#### Task goal:
Could you reproduce, word for word, the lines of the items below, starting at the line containing "Would you mind annotating the wooden" and ending at the line containing "Would you mind annotating the woman with", with both of those lines included?

#### Dataset excerpts:
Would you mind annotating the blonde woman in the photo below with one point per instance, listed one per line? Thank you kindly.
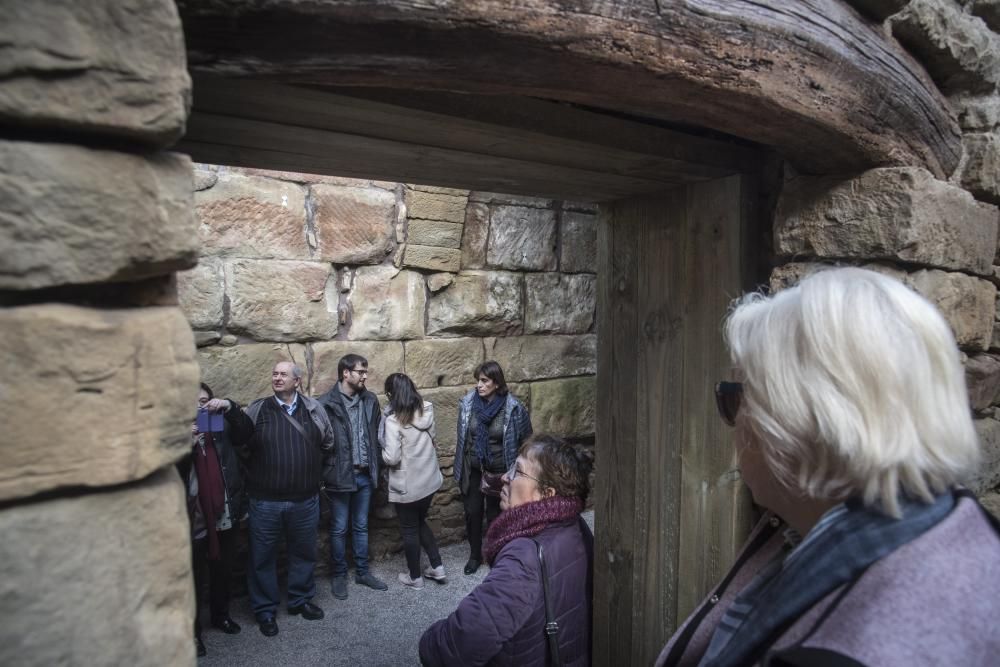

==

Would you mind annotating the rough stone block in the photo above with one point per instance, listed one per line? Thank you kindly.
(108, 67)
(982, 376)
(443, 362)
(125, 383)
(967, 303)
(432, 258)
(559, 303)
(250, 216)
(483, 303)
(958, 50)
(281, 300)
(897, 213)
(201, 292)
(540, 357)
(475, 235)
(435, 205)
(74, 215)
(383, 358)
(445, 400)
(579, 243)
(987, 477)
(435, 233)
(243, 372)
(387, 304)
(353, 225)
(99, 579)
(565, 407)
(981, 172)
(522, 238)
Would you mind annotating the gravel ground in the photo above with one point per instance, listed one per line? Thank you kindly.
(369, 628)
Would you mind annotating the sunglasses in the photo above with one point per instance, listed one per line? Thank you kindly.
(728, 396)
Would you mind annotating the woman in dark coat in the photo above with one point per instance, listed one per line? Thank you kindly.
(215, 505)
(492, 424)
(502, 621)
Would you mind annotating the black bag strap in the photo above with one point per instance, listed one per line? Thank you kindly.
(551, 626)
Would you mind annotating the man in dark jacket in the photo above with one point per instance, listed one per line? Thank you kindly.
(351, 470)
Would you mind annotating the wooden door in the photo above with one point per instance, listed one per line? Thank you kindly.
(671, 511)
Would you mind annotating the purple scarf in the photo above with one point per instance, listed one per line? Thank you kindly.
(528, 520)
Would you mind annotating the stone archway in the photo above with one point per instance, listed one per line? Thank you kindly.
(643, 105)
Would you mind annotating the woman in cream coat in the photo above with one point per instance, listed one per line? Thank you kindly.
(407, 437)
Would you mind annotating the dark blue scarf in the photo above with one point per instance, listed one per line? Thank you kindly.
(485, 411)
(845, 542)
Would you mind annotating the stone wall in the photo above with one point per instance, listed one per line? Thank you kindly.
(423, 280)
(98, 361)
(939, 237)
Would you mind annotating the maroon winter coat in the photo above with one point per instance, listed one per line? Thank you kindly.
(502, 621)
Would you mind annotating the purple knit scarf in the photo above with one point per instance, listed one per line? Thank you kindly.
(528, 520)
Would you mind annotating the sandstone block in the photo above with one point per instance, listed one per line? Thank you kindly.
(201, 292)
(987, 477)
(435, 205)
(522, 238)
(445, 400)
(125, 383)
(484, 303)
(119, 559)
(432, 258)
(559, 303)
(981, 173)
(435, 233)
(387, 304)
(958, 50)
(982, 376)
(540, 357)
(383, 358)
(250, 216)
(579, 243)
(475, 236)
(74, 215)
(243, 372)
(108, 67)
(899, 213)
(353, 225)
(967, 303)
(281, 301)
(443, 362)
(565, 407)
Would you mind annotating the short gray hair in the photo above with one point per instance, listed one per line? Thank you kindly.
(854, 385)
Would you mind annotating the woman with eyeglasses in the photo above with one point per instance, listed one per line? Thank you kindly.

--

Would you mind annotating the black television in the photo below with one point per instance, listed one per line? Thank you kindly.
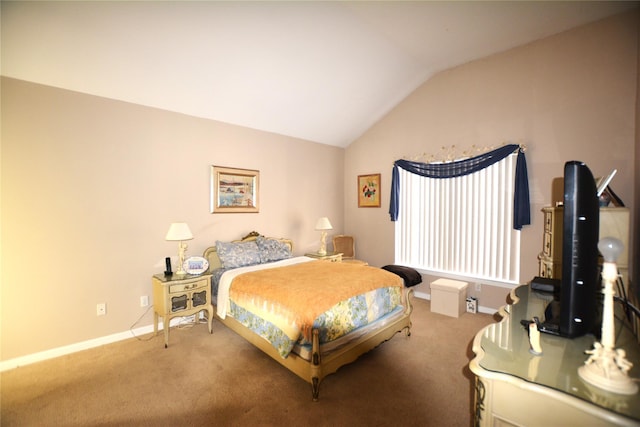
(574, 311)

#### Full output:
Would you mind annotating the wooden door in the photo above with one point per instance, listed one per line? Thank you kindly.
(671, 511)
Would you mind annotating the purple scarf in the photo above with one point per instance, listed one per line? Thank you kindly.
(528, 520)
Would you mind annotating the stone archway in the photo above with one point per instance, listed one per line? Thank you kindly.
(643, 105)
Would you mind annotating the woman in cream coat in the photo above with one point per instance, listed one per line? Thank you kindly.
(407, 437)
Would you mind annotating the dark blue scarf in the photo above with one point per instance, listed one per line? Thank you kindly.
(485, 411)
(845, 542)
Would you mind annotating the stone wall in the photo above with one point per instance, listed one per line? Thank you kindly.
(423, 280)
(98, 361)
(939, 237)
Would you mind annotating the maroon winter coat in the photo above with one point per instance, listed one per line? Thank you kindly.
(502, 621)
Would you mind annotating the purple knit scarf in the photo above with one point per instance, listed one per line? Thank you kindly.
(528, 520)
Would you mind annotating the sandstone block in the photo above with one point per instance, listed one per line? Thank you kindly.
(201, 292)
(987, 477)
(435, 205)
(522, 238)
(445, 400)
(125, 383)
(484, 303)
(119, 559)
(432, 258)
(559, 303)
(981, 173)
(435, 233)
(387, 304)
(958, 50)
(982, 376)
(540, 357)
(383, 358)
(250, 216)
(579, 243)
(475, 236)
(74, 215)
(243, 372)
(108, 67)
(899, 213)
(353, 225)
(967, 303)
(281, 301)
(443, 362)
(565, 407)
Would you mind annotating the short gray hair in the photo above with one point per instance, listed one per line? Thank you kindly.
(854, 385)
Would you mind annotating the woman with eyeglasses in the photo above with one point per instance, listed one per line? Thank you kindly.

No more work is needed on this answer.